Retype exactly the lines from the line with "like (701, 276)." to the end of the data, keeping both boundary lines.

═══

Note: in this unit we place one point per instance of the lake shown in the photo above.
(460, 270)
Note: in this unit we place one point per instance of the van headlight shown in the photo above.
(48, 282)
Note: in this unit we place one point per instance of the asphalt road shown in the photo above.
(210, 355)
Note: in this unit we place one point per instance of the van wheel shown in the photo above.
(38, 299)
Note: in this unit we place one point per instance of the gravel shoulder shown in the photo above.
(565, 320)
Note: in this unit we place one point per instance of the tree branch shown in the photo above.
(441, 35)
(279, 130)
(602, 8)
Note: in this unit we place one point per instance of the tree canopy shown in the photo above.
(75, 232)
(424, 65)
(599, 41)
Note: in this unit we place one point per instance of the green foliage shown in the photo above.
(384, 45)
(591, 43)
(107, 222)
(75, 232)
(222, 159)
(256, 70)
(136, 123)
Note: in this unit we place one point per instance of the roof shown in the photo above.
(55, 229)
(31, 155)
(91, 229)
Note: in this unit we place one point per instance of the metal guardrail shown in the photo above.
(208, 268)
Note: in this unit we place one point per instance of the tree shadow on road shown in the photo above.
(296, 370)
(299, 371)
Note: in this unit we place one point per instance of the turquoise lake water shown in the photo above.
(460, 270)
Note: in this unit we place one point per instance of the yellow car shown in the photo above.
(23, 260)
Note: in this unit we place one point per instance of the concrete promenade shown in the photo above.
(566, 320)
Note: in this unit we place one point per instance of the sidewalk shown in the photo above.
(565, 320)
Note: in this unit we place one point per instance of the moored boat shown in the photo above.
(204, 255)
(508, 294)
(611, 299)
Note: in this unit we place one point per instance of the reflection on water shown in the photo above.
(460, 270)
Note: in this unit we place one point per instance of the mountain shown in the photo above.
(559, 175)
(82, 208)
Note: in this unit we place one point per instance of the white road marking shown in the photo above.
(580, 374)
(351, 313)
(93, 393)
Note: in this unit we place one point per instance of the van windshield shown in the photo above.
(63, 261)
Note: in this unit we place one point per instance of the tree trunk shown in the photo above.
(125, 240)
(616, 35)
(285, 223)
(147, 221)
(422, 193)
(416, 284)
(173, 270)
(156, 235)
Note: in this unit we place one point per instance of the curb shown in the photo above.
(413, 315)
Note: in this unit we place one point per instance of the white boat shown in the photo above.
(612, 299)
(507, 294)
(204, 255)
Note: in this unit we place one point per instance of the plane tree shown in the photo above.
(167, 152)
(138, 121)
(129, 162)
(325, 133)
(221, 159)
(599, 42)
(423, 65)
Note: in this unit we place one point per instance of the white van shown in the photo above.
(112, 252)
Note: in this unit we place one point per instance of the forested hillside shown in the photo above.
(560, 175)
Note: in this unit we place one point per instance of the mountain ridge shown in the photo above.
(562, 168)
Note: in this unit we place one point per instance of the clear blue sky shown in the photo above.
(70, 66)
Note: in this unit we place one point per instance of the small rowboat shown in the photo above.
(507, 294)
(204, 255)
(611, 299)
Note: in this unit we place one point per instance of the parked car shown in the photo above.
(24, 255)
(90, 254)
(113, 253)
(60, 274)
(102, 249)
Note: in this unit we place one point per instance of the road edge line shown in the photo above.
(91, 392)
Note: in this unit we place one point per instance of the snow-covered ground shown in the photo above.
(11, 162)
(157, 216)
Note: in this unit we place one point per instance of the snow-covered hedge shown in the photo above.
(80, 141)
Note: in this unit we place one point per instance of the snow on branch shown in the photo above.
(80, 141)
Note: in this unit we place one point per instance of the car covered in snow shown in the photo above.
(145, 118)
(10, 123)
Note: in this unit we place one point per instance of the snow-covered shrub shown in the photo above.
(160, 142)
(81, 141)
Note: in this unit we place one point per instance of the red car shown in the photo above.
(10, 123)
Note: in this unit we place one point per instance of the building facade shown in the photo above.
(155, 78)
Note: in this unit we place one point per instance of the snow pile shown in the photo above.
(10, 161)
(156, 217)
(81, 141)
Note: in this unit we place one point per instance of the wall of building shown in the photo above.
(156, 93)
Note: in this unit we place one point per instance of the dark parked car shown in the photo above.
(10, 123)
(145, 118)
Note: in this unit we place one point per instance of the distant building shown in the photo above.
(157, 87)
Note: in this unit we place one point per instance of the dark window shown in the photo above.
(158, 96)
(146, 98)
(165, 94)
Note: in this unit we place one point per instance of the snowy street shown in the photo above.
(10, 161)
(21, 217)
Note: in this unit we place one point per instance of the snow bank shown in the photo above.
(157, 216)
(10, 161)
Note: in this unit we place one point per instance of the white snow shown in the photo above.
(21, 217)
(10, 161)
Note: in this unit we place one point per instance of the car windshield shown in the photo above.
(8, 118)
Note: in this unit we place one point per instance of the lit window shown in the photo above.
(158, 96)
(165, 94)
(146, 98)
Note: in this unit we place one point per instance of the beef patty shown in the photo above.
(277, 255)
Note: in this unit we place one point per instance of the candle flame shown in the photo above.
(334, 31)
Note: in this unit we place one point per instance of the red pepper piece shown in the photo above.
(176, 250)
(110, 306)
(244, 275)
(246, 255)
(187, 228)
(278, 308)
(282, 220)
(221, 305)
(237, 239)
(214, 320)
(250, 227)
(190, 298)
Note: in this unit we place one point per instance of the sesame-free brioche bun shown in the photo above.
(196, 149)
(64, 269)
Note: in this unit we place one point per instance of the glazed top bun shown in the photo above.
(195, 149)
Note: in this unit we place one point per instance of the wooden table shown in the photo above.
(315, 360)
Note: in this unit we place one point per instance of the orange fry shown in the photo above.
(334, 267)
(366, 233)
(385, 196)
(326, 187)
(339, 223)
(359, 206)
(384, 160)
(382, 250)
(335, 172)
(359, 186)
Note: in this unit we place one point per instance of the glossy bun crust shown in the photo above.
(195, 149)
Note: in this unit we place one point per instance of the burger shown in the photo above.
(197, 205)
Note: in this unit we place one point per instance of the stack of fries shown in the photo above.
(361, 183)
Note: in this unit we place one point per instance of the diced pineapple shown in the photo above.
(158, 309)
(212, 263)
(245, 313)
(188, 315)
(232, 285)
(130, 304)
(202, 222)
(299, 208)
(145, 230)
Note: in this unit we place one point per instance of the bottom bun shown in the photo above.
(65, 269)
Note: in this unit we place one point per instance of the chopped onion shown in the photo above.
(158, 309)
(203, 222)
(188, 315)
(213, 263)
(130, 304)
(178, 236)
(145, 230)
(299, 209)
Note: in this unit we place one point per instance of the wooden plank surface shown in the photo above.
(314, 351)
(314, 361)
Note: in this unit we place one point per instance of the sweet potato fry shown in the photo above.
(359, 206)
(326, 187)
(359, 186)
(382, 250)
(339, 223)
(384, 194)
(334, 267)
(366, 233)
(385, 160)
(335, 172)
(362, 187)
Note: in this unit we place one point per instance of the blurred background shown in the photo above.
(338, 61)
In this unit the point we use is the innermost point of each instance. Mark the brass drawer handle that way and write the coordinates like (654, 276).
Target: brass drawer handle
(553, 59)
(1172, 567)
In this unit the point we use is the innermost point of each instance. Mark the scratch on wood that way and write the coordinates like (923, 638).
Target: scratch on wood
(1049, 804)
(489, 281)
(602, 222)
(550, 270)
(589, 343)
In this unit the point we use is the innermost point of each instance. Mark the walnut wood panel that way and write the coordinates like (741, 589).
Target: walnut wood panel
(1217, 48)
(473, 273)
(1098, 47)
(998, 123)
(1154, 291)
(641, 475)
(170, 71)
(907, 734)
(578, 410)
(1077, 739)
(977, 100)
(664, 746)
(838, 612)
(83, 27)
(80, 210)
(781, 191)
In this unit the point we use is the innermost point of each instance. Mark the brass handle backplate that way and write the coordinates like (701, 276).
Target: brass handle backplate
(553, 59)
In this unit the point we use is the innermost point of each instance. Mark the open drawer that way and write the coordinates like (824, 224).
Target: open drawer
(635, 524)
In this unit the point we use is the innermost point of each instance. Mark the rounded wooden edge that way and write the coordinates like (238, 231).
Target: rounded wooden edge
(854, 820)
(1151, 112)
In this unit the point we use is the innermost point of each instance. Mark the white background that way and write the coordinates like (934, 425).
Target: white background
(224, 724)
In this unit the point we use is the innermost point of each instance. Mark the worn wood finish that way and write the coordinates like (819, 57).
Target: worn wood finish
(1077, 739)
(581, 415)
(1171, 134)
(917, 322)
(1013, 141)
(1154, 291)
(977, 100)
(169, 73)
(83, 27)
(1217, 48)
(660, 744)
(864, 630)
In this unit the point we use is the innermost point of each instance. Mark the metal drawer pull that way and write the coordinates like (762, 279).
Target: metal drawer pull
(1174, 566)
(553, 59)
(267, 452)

═══

▶ **In response**:
In this unit the point we use is the innermost point of each instance. Mark the brass handle backplate that way and write the coordinates like (701, 276).
Target: brass handle backplate
(553, 59)
In this unit the point we use is the innermost point of each instance. Mark the open drawer that way and write the coordinates like (824, 224).
Target: open drawer
(635, 524)
In this unit the point we use is the innermost point of each instance. Mark the rounded wooden edge that way and write the coordinates like (238, 231).
Target: rounded wooden edge
(854, 820)
(1151, 112)
In this unit the point we use is the innermost point of each instance. Mark the white background that way and write the coordinates like (934, 425).
Target: white background
(224, 724)
In this unit the point we use is the innermost point of each instance. Mark the worn wood finish that way and write the coordinates like (819, 57).
Target: worn wood finish
(1077, 739)
(581, 415)
(1171, 134)
(917, 322)
(1013, 141)
(1154, 291)
(977, 100)
(169, 73)
(83, 27)
(1217, 48)
(660, 744)
(864, 630)
In this unit the point we use is the innermost point of each instance. Mark the metal drawer pull that way and write the coordinates like (762, 279).
Target: metal drawer pull
(1174, 566)
(553, 59)
(267, 452)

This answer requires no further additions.